Reproduce the lines of the listing below starting at the line that contains "of the rocky" and ending at the line that contains "x=1092, y=523", both included, with the requests kept as they are and -149 added to every coordinate in the answers.

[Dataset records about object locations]
● ● ● ● ● ● ●

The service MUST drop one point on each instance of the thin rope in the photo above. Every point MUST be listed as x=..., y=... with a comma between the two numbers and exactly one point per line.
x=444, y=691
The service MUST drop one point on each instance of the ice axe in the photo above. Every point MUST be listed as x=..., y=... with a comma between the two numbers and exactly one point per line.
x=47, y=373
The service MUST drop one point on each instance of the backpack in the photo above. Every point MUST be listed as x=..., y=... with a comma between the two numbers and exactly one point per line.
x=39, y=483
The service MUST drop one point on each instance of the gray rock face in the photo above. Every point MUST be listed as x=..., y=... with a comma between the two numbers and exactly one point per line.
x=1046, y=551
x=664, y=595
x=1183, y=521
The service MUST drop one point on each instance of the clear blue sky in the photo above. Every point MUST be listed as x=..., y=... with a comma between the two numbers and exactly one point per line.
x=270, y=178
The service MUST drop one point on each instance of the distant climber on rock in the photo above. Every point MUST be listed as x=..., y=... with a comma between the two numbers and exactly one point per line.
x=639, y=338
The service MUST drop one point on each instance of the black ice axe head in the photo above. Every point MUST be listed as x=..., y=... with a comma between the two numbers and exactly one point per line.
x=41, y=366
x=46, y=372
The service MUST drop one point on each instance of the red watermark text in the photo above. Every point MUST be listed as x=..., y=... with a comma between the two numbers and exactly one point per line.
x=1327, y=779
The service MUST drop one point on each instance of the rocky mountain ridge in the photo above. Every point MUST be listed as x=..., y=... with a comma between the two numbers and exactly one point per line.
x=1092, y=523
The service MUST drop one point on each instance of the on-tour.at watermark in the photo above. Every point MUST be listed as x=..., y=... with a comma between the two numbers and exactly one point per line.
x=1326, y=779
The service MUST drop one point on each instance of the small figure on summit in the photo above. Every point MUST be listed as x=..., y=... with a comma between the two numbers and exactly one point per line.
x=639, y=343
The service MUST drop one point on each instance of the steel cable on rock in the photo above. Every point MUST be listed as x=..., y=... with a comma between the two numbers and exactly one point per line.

● ● ● ● ● ● ●

-- Solution for this task --
The service MUST drop one point on each instance of the rocky mountain ridge in the photo above. Every point MUST be listed as x=..., y=... with a comma between the two numbers and exactly one point per line.
x=943, y=374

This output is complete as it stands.